Dataset entries
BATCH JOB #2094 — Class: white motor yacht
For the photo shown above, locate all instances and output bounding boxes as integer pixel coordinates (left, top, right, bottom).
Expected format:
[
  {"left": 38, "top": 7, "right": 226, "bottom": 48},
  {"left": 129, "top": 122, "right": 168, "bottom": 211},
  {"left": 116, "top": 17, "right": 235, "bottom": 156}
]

Direction = Can you rename "motor yacht" to "sailing yacht" in the records above and give them again with nothing else changed?

Task output =
BATCH JOB #2094 — Class: white sailing yacht
For the photo shown above, locate all instances and output bounding boxes as integer pixel coordinates (left, top, right, bottom).
Expected format:
[
  {"left": 38, "top": 7, "right": 226, "bottom": 48},
  {"left": 129, "top": 122, "right": 168, "bottom": 211},
  {"left": 116, "top": 17, "right": 235, "bottom": 156}
]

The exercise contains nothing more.